- _Given request A_
Please copy out the whole passage on Kerr nonlinearity in quantum wells, word for word, leaving out the rows that follow it.

-------- Text to read

By analyzing the nonlinear optical response in an asymmetric coupled double quantum well structure based on the intersubband transitions, we show that a giant Kerr nonlinearity with a relatively large cross-phase modulation coefficient can be used to produce efficient photonphoton entanglement and implement an all-optical two-qubit quantum polarization phase gate. We also demonstrate that such photon-photon entanglement is practically controllable and may facilitate more practical applications in all-optical quantum information and computation.
©2008 Optical Society of America
There have been many progresses in the development of logic gates and memory devices using nonlinear optical effects, especially with the resonant semiconductor optical nonlinearities . Resonant optical nonlinearities in semiconductors occur at the small intensity and small current, with a controllable flexibility. But the spectral overlap of the absorption and corresponding refractive index changes must be taken into account for such device designs. The existence of the electromagnetically induced transparency (EIT) in systems of semiconductor quantum well (SQW) structures is of particular significance because EIT and EIT-related phenomena have been proven to have a vast number of important applications in cold atom gases [2, 3, 4, 5, 6, 7] and hence received considerable attentions in the past decades. It opens up an avenue to explore new possibilities for nonlinear optics and related quantum information processing (QIP) via EIT. It is more advantageous at least from the view point of practical purposes to find, instead of above mentioned cold atom gases, SQW solid systems to realize giant cross phase modulation (XPM) phase shifts and the related QIP with merits such as large electric dipole moments due to the small effective electron mass, high nonlinear optical coefficients, and a great flexibility in device design by choosing the materials and structure dimensions. Besides, in SQW devices the transition energies, dipoles, and symmetries can also be controlled at will. More importantly, the SQW structure also provides another possibility to realize electrically controlled phase modulators and QIP due to that the conduction subband energy level can be easily tuned by an external bias voltage [8, 9]. In this regards, we note that EIT [10, 11], tuneling-induced transparency (TIT) , ultrafast switching , slow light [8, 13, 14], optical solitons , optical delay , etc, have been investigated in SQW systems. However, as far as we know, up to now no any work has explored Kerr nonlinearity and its applications for producing entangled-photon states and all-optical quantum phase gate (QPG) based on EIT effect in SQW systems.

----------------
-------- Dataset records

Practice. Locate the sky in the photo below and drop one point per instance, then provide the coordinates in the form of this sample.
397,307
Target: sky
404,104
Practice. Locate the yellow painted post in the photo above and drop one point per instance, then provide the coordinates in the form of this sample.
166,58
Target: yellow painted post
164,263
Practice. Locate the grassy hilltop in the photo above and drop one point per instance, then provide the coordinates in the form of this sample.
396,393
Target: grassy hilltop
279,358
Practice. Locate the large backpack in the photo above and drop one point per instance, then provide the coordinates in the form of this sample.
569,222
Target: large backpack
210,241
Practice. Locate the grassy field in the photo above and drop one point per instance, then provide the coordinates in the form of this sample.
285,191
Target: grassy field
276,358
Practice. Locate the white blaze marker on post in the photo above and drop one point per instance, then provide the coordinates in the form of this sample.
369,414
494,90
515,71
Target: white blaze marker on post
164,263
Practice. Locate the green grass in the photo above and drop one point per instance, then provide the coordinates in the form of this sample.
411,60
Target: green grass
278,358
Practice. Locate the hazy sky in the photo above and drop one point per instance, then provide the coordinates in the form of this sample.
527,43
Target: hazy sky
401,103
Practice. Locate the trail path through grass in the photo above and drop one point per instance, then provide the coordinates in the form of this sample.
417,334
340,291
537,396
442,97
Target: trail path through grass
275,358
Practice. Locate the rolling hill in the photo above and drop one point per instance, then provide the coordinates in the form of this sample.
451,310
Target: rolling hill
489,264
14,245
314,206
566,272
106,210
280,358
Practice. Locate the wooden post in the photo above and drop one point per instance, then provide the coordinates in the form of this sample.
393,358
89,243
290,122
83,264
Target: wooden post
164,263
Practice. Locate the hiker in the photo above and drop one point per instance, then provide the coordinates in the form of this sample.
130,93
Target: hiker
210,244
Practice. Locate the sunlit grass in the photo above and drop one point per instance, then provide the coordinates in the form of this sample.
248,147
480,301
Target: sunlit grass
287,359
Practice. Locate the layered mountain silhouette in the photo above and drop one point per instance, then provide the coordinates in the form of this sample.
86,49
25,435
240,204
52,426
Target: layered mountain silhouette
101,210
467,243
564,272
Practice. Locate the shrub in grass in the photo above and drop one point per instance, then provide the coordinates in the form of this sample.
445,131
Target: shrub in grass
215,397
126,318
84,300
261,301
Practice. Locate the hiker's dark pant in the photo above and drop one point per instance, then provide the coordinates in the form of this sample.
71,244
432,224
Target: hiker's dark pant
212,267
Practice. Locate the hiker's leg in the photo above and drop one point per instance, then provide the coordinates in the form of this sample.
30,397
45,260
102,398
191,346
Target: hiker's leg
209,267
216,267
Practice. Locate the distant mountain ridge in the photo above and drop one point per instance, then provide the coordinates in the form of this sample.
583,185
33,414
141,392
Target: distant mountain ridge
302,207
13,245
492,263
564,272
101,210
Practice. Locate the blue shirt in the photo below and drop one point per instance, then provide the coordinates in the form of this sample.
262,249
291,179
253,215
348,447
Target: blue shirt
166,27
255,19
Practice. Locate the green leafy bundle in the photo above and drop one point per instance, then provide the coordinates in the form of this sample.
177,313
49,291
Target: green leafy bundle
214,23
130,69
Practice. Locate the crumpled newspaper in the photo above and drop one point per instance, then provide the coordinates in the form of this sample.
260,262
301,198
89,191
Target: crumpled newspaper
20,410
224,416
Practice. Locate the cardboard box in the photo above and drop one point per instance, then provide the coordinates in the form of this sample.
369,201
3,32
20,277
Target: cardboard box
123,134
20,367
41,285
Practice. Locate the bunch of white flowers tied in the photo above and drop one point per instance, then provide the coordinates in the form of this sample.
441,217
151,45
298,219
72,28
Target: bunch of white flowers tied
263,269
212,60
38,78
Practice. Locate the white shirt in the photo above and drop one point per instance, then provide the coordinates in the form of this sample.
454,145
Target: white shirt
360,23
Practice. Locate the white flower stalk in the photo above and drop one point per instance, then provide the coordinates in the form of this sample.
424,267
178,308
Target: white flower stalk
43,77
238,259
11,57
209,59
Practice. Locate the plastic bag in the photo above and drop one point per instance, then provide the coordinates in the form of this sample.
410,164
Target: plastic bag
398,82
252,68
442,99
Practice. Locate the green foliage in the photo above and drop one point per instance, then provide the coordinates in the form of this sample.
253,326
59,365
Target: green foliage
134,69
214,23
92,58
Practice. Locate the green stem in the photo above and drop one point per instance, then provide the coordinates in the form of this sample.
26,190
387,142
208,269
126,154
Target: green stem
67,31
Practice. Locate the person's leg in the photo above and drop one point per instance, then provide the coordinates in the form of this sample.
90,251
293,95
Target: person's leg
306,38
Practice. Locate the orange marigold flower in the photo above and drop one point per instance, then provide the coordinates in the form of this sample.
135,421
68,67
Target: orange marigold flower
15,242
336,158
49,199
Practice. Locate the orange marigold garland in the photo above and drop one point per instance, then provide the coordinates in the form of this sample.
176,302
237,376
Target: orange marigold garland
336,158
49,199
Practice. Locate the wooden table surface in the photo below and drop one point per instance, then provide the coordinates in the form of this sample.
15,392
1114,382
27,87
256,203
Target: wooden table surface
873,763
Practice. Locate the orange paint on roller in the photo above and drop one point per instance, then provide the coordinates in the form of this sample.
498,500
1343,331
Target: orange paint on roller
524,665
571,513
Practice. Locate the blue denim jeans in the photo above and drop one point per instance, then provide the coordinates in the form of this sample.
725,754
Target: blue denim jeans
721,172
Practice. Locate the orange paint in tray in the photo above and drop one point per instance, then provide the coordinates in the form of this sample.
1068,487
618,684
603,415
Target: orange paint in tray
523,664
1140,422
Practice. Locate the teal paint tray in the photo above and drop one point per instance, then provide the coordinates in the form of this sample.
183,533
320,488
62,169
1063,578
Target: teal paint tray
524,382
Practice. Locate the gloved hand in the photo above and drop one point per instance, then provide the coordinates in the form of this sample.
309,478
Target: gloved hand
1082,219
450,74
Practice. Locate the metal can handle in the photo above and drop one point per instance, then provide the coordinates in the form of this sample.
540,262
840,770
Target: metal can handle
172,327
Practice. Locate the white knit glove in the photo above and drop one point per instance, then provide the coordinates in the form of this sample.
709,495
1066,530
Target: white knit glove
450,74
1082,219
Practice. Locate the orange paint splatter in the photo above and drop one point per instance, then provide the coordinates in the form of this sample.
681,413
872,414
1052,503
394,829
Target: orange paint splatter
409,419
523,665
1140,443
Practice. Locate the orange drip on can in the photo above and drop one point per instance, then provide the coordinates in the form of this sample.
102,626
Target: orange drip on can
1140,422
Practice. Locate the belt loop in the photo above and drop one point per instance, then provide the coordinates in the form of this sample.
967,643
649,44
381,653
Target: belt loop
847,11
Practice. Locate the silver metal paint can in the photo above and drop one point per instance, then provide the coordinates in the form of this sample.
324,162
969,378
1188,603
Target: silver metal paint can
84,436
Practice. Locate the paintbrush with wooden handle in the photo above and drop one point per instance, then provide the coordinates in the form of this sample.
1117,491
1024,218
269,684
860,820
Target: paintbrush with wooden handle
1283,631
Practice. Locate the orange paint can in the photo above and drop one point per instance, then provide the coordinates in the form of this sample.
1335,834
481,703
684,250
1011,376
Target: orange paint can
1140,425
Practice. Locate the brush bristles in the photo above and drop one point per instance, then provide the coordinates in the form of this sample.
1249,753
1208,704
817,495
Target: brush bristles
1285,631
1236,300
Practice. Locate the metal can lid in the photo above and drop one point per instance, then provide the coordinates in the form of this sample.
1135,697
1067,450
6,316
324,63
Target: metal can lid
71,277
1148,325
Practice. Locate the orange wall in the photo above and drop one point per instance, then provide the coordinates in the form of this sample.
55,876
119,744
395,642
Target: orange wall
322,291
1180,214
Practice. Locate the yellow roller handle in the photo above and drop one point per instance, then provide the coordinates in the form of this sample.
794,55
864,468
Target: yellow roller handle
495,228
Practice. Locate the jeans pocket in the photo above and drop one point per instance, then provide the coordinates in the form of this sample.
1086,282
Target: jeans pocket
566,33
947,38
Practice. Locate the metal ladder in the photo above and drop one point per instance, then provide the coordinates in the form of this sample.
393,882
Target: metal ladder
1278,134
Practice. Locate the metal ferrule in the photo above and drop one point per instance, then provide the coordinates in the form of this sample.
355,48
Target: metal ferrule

----------------

- _Given request B_
Count the lines in the rows above that contain the string "hiker". Give only the number.

- _Expected output A_
By analyzing the nonlinear optical response in an asymmetric coupled double quantum well structure based on the intersubband transitions, we show that a giant Kerr nonlinearity with a relatively large cross-phase modulation coefficient can be used to produce efficient photonphoton entanglement and implement an all-optical two-qubit quantum polarization phase gate. We also demonstrate that such photon-photon entanglement is practically controllable and may facilitate more practical applications in all-optical quantum information and computation.
©2008 Optical Society of America
There have been many progresses in the development of logic gates and memory devices using nonlinear optical effects, especially with the resonant semiconductor optical nonlinearities . Resonant optical nonlinearities in semiconductors occur at the small intensity and small current, with a controllable flexibility. But the spectral overlap of the absorption and corresponding refractive index changes must be taken into account for such device designs. The existence of the electromagnetically induced transparency (EIT) in systems of semiconductor quantum well (SQW) structures is of particular significance because EIT and EIT-related phenomena have been proven to have a vast number of important applications in cold atom gases [2, 3, 4, 5, 6, 7] and hence received considerable attentions in the past decades. It opens up an avenue to explore new possibilities for nonlinear optics and related quantum information processing (QIP) via EIT. It is more advantageous at least from the view point of practical purposes to find, instead of above mentioned cold atom gases, SQW solid systems to realize giant cross phase modulation (XPM) phase shifts and the related QIP with merits such as large electric dipole moments due to the small effective electron mass, high nonlinear optical coefficients, and a great flexibility in device design by choosing the materials and structure dimensions. Besides, in SQW devices the transition energies, dipoles, and symmetries can also be controlled at will. More importantly, the SQW structure also provides another possibility to realize electrically controlled phase modulators and QIP due to that the conduction subband energy level can be easily tuned by an external bias voltage [8, 9]. In this regards, we note that EIT [10, 11], tuneling-induced transparency (TIT) , ultrafast switching , slow light [8, 13, 14], optical solitons , optical delay , etc, have been investigated in SQW systems. However, as far as we know, up to now no any work has explored Kerr nonlinearity and its applications for producing entangled-photon states and all-optical quantum phase gate (QPG) based on EIT effect in SQW systems.

- _Expected output B_
6